Task statement:
Recast the stretch of the listing from its start through the line containing "positive clicks: (262, 123) (215, 192)" as a Markdown table with the columns Row and Line, giving each line its own numbered row and skipping blank lines. Leave out the pictures.

Records:
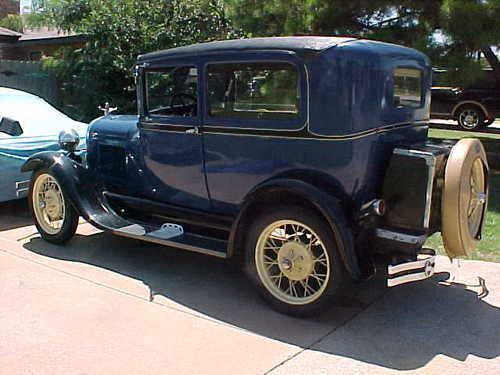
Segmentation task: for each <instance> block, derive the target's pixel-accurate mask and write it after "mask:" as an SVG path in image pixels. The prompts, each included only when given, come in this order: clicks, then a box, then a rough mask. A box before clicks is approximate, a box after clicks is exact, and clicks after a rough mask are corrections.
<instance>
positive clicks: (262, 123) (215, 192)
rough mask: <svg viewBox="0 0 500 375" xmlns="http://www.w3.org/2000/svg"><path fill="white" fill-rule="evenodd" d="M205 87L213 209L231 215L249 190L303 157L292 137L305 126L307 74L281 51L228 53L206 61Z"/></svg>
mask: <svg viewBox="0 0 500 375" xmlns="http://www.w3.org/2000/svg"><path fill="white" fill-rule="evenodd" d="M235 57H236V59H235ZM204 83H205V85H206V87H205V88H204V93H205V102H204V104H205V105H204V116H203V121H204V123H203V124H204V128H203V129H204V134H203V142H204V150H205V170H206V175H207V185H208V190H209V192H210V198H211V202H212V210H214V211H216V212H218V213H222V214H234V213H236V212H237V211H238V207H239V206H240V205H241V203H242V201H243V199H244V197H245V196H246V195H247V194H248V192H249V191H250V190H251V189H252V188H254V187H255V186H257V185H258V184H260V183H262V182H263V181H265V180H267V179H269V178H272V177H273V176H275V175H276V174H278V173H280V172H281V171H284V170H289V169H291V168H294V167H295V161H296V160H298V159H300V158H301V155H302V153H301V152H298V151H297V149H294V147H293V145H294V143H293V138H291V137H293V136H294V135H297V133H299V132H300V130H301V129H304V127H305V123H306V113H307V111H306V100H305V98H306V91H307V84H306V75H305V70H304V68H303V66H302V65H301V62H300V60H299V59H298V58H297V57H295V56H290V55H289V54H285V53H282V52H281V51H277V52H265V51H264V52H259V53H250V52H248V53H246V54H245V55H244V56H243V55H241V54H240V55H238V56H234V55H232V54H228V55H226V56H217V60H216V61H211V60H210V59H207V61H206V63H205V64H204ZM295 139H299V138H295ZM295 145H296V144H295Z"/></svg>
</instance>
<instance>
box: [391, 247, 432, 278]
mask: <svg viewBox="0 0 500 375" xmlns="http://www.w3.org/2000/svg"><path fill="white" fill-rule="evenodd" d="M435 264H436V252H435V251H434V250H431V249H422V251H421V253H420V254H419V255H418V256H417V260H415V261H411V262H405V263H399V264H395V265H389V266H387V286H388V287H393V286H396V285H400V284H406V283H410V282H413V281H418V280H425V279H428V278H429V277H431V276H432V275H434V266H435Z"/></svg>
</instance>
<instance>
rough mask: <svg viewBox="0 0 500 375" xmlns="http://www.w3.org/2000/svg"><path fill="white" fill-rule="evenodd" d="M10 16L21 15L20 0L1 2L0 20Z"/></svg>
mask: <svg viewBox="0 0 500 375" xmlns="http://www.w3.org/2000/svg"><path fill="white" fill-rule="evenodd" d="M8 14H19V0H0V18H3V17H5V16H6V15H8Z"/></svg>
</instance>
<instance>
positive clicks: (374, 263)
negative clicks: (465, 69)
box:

Solved exercise:
| Row | Line |
|---|---|
| 1 | Segmentation task: for each <instance> block, derive the target's pixel-accurate mask and write it after "mask:" as an SVG path in image pixels. The prompts, each included only when given, come in this order: clicks, then a box, then a rough mask. A box before clicks is approximate, a box after clicks is exact, and clicks after a rough mask are corrections. |
| 2 | <instance> |
| 3 | positive clicks: (262, 123) (215, 192) |